Rewrite the items from their start through the line containing "M83 116L92 123L94", changing each "sample" to "template" and keeping everything else the same.

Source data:
* begin *

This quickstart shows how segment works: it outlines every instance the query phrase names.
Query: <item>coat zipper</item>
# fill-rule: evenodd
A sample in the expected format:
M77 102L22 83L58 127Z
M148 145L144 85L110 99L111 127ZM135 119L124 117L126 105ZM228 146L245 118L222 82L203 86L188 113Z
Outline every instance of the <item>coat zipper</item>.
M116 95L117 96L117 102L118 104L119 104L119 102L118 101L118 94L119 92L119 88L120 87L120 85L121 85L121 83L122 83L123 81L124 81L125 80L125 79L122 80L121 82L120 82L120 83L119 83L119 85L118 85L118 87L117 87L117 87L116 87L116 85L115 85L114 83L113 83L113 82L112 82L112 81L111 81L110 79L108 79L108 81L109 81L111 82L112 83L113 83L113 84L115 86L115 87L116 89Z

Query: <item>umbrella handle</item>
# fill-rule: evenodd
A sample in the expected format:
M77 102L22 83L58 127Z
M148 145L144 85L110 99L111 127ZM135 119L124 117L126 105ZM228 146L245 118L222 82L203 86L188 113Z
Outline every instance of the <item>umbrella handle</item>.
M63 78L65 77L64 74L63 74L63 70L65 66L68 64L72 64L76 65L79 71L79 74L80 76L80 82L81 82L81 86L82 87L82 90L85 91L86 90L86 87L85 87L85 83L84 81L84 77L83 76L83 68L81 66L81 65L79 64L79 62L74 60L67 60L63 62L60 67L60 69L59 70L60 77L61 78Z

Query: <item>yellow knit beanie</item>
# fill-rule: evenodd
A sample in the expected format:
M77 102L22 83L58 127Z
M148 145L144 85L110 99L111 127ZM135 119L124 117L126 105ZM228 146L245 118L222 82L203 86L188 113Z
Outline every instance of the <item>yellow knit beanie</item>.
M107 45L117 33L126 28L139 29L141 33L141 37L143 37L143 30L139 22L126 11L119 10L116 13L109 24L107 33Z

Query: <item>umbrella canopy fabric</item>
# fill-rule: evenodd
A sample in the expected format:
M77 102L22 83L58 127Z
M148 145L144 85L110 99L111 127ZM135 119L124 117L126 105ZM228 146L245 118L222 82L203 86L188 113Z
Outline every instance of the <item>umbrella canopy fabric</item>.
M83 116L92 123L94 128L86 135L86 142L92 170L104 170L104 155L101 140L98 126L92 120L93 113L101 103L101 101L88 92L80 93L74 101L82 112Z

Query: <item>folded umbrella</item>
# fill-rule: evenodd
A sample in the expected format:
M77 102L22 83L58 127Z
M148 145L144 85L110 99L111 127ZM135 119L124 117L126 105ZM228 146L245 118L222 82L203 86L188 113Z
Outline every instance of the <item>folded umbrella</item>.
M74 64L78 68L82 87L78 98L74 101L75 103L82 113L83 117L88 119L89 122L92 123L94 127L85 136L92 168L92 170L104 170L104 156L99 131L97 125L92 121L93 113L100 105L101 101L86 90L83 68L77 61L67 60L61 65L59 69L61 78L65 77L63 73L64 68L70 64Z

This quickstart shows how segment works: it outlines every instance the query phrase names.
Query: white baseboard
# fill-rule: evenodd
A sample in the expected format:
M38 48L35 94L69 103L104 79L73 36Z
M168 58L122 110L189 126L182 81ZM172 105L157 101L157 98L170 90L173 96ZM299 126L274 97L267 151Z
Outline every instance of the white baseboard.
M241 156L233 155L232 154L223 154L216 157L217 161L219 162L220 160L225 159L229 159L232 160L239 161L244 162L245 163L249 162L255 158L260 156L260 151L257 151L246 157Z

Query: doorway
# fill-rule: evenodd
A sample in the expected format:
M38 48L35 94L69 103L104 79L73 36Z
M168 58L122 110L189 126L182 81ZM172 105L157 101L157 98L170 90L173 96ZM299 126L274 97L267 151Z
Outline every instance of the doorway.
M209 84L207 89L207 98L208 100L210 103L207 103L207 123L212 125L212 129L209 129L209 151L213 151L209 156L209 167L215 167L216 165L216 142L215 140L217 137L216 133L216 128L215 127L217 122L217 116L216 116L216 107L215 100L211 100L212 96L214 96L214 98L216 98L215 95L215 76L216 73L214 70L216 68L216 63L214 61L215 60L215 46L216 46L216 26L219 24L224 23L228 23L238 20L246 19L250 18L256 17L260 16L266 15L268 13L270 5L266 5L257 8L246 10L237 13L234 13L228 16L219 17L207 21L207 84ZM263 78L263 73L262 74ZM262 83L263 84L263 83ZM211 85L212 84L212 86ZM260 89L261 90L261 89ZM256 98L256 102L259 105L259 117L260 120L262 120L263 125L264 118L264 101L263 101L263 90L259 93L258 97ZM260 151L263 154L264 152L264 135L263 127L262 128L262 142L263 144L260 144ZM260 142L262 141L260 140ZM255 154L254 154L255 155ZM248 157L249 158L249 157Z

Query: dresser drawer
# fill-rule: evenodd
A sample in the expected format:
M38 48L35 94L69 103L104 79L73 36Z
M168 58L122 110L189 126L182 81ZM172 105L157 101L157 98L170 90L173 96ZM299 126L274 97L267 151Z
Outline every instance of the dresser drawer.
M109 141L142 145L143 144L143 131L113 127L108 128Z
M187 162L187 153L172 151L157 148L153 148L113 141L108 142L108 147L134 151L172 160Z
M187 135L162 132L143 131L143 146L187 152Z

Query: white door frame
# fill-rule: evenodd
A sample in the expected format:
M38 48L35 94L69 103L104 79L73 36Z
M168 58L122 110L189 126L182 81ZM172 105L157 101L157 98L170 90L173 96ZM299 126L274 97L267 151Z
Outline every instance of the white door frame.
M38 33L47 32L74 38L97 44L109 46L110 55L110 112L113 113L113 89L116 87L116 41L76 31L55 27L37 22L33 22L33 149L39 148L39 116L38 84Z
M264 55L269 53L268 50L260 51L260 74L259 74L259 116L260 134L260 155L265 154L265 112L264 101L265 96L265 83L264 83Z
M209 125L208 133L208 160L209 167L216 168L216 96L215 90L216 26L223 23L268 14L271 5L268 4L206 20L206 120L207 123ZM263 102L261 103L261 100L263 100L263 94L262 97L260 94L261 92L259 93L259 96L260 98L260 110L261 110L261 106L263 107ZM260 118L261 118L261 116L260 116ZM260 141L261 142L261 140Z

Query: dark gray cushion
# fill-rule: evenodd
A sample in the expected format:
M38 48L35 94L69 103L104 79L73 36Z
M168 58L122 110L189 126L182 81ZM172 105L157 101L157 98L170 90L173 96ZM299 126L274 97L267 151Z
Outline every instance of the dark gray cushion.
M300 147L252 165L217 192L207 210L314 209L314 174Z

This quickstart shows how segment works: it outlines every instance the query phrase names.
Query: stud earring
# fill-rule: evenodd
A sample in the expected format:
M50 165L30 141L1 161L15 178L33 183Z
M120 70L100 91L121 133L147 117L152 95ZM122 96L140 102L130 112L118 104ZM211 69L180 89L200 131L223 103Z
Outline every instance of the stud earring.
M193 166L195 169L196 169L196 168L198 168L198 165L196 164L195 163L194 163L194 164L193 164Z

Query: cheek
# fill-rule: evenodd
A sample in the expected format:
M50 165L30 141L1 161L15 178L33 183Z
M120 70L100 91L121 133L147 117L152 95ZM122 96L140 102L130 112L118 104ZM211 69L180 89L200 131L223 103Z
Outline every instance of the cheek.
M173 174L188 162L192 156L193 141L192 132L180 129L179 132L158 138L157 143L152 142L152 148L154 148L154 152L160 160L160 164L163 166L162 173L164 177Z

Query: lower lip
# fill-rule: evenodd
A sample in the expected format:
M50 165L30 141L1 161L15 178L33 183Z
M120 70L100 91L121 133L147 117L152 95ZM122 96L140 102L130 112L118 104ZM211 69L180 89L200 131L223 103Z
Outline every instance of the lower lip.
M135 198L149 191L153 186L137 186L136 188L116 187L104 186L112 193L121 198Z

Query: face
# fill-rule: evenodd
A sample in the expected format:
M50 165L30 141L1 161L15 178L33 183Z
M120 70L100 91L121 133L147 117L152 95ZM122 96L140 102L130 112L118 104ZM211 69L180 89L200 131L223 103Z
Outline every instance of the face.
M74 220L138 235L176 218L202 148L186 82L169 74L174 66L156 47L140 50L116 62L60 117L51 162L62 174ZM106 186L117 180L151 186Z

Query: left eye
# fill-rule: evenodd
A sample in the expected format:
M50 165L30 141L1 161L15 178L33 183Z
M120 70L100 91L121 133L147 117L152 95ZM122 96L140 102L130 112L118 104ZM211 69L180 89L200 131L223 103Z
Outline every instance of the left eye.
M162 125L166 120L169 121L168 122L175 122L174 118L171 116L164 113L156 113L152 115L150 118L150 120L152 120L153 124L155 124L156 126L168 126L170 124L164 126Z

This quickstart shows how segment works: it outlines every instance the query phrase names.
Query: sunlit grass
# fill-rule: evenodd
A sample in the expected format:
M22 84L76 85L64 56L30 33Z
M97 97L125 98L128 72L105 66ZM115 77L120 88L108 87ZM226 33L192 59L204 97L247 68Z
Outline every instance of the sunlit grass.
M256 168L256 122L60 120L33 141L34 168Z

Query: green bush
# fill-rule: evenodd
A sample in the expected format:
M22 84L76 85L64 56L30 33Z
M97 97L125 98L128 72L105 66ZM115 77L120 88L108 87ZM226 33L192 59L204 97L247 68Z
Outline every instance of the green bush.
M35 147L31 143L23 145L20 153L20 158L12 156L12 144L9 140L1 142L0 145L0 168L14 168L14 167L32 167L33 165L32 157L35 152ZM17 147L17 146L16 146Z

* end *

■ **Exercise result**:
This quickstart shows how segment works: it outlines every instance the query phrase names.
Query: <item>coat zipper</item>
# fill-rule: evenodd
A template in the expected format:
M77 102L22 83L58 127Z
M148 145L144 85L110 99L111 127ZM135 119L124 117L126 105ZM228 146L245 118L222 82L203 86L188 113Z
Outline every instance of the <item>coat zipper</item>.
M116 95L117 96L117 102L118 104L119 104L119 102L118 101L118 94L119 92L119 88L120 87L120 85L121 85L121 83L122 83L123 81L124 81L125 80L125 79L122 80L121 82L120 82L120 83L119 83L119 85L118 85L118 87L117 87L117 87L116 87L116 85L115 85L114 83L113 83L113 82L112 82L112 81L111 81L110 79L108 79L108 81L109 81L111 82L112 83L113 83L113 84L115 86L115 87L116 89Z

Query: <item>umbrella handle</item>
# fill-rule: evenodd
A template in the expected format:
M77 102L22 83L58 127Z
M148 145L144 85L110 99L111 127ZM135 119L124 117L126 105ZM228 146L245 118L222 82L203 86L188 113Z
Outline every instance of the <item>umbrella handle</item>.
M63 78L65 77L64 74L63 74L63 70L65 66L68 64L72 64L76 65L79 71L79 74L80 76L80 82L81 82L81 86L82 87L82 90L85 91L86 90L86 87L85 87L85 83L84 81L84 77L83 76L83 68L81 66L81 65L79 64L79 62L74 60L67 60L63 62L60 67L60 69L59 70L60 77L61 78Z

Query: <item>yellow knit beanie</item>
# fill-rule: evenodd
A template in the expected format:
M77 102L22 83L58 127Z
M148 145L144 85L110 99L111 127ZM135 119L124 117L126 105ZM228 146L245 118L222 82L203 86L188 113Z
Outline every instance of the <item>yellow knit beanie</item>.
M107 45L117 33L126 28L139 29L141 33L141 37L143 37L143 30L139 22L126 11L119 10L116 13L109 24L107 33Z

Query: <item>umbrella canopy fabric</item>
# fill-rule: evenodd
A template in the expected format:
M77 102L22 83L58 127Z
M148 145L144 85L110 99L111 127ZM135 119L124 117L126 105ZM228 146L245 118L222 82L203 86L188 113Z
Outline every instance of the <item>umbrella canopy fabric</item>.
M83 116L92 123L94 128L86 135L86 142L92 170L104 170L104 155L101 140L98 126L92 120L93 113L101 103L101 101L88 92L80 93L74 101L82 112Z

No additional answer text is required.